** PROVIDED RECORDS **
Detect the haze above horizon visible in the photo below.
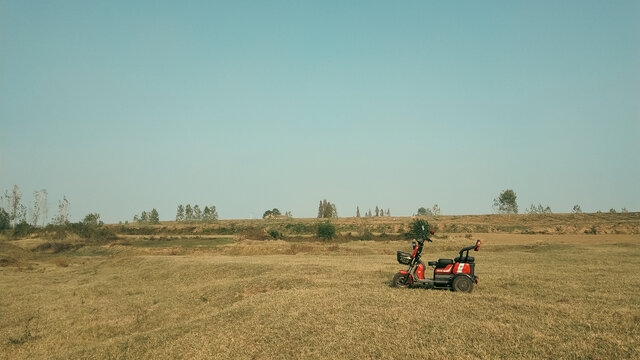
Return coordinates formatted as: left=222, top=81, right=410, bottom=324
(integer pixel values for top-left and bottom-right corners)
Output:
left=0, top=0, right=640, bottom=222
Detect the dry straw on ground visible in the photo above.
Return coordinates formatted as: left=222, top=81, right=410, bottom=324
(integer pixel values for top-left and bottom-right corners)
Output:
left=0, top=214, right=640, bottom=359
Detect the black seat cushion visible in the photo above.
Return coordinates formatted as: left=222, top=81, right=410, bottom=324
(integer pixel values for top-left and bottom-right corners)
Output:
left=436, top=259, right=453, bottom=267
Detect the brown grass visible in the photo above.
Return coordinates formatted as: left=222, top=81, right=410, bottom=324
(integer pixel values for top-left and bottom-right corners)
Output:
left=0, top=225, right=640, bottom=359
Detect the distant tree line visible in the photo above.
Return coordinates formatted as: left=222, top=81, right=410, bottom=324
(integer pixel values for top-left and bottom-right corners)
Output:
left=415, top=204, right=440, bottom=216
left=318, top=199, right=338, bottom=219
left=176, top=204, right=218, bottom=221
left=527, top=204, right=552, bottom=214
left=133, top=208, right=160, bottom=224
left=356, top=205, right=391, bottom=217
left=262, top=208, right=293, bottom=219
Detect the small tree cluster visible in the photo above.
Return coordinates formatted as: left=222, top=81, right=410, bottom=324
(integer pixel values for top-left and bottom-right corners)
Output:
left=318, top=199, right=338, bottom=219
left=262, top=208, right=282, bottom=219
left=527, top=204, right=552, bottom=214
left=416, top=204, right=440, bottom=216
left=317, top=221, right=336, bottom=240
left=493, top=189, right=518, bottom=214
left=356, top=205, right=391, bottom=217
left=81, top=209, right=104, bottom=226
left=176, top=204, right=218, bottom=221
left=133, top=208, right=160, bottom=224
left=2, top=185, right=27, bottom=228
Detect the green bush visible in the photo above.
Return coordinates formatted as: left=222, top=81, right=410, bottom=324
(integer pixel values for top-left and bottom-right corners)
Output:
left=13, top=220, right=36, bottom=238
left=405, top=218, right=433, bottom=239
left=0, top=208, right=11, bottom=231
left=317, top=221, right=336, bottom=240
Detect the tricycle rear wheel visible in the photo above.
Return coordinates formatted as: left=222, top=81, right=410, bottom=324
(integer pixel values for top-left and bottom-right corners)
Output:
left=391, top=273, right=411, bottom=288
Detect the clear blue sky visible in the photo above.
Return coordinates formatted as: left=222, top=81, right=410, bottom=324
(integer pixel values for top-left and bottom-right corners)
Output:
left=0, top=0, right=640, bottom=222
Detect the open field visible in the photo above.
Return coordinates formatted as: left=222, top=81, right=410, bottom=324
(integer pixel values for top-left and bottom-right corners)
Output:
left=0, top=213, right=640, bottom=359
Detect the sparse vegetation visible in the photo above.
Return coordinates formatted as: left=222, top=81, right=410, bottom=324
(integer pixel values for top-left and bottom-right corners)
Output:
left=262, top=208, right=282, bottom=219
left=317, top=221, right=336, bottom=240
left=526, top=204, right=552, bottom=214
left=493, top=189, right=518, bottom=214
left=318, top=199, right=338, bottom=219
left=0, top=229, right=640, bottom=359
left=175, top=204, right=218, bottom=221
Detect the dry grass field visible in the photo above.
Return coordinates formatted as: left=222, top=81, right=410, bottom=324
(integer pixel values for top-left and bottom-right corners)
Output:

** WHAT IS ASKED **
How many lines in the rows above contain the word "grass"? Reply with the number only.

** THE OUTPUT **
2